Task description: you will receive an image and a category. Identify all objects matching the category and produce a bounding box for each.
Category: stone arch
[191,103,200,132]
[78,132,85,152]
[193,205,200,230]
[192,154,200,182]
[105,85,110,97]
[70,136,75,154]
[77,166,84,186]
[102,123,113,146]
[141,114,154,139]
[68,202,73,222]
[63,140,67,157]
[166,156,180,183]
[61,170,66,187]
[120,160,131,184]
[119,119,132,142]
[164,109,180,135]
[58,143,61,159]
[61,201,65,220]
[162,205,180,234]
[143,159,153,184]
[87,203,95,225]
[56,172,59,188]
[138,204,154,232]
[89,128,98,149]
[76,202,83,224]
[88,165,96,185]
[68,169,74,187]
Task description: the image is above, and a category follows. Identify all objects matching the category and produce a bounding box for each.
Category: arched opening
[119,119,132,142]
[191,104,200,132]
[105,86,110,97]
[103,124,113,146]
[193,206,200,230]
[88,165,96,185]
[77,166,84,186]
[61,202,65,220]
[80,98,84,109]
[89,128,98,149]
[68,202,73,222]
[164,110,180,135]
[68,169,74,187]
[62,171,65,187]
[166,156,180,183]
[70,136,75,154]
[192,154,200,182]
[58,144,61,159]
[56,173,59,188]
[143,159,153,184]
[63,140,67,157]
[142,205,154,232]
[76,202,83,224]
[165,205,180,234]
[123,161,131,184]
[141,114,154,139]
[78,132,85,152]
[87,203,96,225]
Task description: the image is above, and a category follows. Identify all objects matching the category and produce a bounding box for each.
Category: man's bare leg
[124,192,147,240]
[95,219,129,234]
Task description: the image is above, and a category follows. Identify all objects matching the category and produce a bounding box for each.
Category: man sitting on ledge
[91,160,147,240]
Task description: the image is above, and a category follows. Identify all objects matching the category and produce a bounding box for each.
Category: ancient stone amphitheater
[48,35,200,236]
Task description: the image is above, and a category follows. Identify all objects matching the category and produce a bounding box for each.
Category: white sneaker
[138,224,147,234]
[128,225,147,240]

========

Output every record exactly as written, with nothing dropped.

Task description: you will receive an image and a category. Identify all objects matching the category and produce a bounding box for each.
Category: stone arch
[191,103,200,132]
[78,132,85,152]
[193,205,200,230]
[192,154,200,182]
[105,85,110,97]
[70,136,75,154]
[77,166,84,186]
[102,123,113,146]
[141,114,154,139]
[68,202,73,222]
[63,140,67,157]
[166,156,180,183]
[61,170,66,187]
[120,160,131,184]
[119,119,132,142]
[164,109,180,135]
[58,143,61,159]
[61,201,65,220]
[162,205,180,234]
[143,159,153,184]
[87,203,95,225]
[56,172,59,188]
[138,204,154,232]
[89,128,98,149]
[76,202,83,224]
[88,165,96,185]
[68,169,74,187]
Task description: the image is above, and a category follows. Identify all objects matching the category and produce a bounding box for each.
Category: arched opening
[119,119,132,142]
[191,104,200,132]
[105,86,110,97]
[103,124,113,146]
[193,206,200,230]
[88,165,96,185]
[77,166,84,186]
[61,202,65,220]
[80,98,84,109]
[89,128,98,149]
[68,202,73,222]
[164,110,180,135]
[68,169,74,187]
[62,171,65,187]
[166,156,180,183]
[70,136,75,154]
[192,154,200,182]
[58,144,61,159]
[56,173,59,188]
[143,159,153,184]
[63,140,67,157]
[142,205,154,232]
[76,202,83,224]
[165,205,180,234]
[123,161,131,184]
[141,114,154,139]
[78,132,85,152]
[87,203,96,225]
Task description: the image is above, and a category follows. Identify all objects matching the category and produce a bounding box for each.
Category: man's bare leg
[124,192,147,240]
[95,219,129,234]
Task description: the image is above, and a category follows. Identify all objects matching the category and produce a bounding box for each.
Category: man sitting on ledge
[91,160,147,240]
Task description: the image is above, and a category follows. Identify all objects matching the category and produce a bounding box for each.
Category: ancient stone amphitheater
[48,35,200,236]
Task description: the image is above, and a category follows. Identify all objects matching the category and produce a bounding box for each.
Category: white sneaker
[138,224,147,234]
[128,225,147,240]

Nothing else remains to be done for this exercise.